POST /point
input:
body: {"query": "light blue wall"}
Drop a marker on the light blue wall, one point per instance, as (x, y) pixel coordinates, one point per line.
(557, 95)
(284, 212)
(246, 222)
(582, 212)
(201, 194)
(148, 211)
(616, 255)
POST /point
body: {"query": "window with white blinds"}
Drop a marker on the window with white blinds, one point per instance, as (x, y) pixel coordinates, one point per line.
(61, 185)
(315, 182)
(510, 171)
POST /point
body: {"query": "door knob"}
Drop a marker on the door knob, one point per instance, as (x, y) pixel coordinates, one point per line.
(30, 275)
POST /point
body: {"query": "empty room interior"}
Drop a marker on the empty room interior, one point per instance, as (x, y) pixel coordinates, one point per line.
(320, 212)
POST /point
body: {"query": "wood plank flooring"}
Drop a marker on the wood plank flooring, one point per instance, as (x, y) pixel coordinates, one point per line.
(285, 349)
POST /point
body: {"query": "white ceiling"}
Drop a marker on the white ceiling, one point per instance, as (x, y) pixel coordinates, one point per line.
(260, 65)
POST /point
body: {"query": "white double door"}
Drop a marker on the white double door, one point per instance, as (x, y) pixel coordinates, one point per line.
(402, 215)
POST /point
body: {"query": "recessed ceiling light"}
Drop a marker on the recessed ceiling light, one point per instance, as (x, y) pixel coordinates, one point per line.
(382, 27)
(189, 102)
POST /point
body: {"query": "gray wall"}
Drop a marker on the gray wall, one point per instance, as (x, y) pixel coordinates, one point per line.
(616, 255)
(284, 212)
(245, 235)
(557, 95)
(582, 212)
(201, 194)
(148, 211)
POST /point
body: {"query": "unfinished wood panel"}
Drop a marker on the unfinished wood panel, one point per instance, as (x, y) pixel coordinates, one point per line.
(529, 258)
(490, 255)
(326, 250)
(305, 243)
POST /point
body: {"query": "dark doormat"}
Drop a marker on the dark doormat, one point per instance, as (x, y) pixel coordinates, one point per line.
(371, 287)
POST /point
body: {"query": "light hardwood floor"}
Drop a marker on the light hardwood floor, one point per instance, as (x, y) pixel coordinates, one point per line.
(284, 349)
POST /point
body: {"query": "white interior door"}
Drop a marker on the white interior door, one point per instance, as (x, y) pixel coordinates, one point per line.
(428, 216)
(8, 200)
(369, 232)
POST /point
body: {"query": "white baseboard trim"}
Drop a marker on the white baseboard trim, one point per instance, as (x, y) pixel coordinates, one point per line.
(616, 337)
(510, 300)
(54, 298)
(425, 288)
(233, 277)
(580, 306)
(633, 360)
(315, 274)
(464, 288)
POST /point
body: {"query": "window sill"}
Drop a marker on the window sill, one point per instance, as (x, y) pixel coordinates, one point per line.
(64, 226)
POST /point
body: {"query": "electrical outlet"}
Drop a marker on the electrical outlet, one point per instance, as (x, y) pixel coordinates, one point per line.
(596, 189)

********************

◆ **Task details**
Transcribe all of the lines in the records precisely.

◆ **Reply to the exercise**
POST /point
input:
body: {"query": "light blue wall"}
Drop a marker on the light blue wall, one point per instance, as (x, y) pixel coordinates, one point per line.
(557, 95)
(284, 212)
(246, 222)
(582, 212)
(201, 194)
(148, 211)
(616, 255)
POST /point
body: {"query": "window with white blinds"}
Drop a marker on the window with white blinds, one point per instance, as (x, y) pixel coordinates, one point per line.
(61, 185)
(315, 182)
(510, 171)
POST /point
body: {"query": "door knob"}
Drop a marker on the door knob, one point per instance, as (x, y) pixel coordinates, one point per line.
(30, 275)
POST /point
body: {"query": "empty room interior"}
Drop a marker on the empty room interior, one point per instance, as (x, y) pixel coordinates, one point per line.
(320, 212)
POST /point
body: {"query": "wood plank flooring"}
Drop a marker on the wood plank flooring, one point per instance, as (x, y) pixel coordinates, one point per line.
(285, 349)
POST /point
body: {"query": "white ceiling"}
Drop a marker on the white ceiling, one point per instance, as (x, y) pixel coordinates, one point per line.
(260, 65)
POST /point
body: {"query": "white double door"}
Drop a marker on the white double door, one point per instance, as (x, y) pixel coordinates, one point per line.
(402, 215)
POST /point
body: {"query": "recessed ceiling light"}
Drop a marker on the recessed ceiling light, one point per instance, as (x, y) pixel coordinates, one point per line.
(382, 27)
(189, 102)
POST /point
body: {"query": "gray wall"}
Drop a marker on the gray wall, one point per instance, as (x, y) pixel coordinates, one point per line.
(616, 255)
(284, 212)
(245, 235)
(557, 95)
(582, 212)
(201, 194)
(148, 211)
POST /point
body: {"query": "unfinished wood panel"}
Drop a marker on the unfinished wood panel, one point per instance, as (x, y) pixel coordinates, one point per line.
(529, 258)
(490, 255)
(326, 250)
(305, 243)
POST /point
body: {"query": "dark doormat"}
Drop a marker on the dark doormat, one point per instance, as (x, y) pixel coordinates, one point per line.
(371, 287)
POST /point
body: {"query": "light hardwood floor"}
Drop a marker on the light hardwood floor, one point per instance, as (x, y) pixel coordinates, one point per line.
(284, 349)
POST /point
body: {"query": "white interior door"}
Drop a marker on the white interior door, one point per instance, as (x, y) pixel coordinates, one point per line.
(428, 216)
(8, 200)
(369, 232)
POST /point
body: {"query": "white baseboard trim"}
Drop a marker on the white baseboard trim, one point per instance, as (x, y) pixel coordinates, one point per line.
(616, 337)
(510, 300)
(54, 298)
(425, 288)
(233, 277)
(580, 306)
(633, 360)
(315, 274)
(464, 288)
POST /point
body: {"query": "window sill"}
Drop a marker on the window sill, one point per instance, as (x, y) pixel coordinates, one point per line.
(64, 226)
POST /point
body: {"query": "electrical outlet"}
Drop a marker on the electrical outlet, one point per instance, as (x, y) pixel coordinates, one point per line.
(596, 189)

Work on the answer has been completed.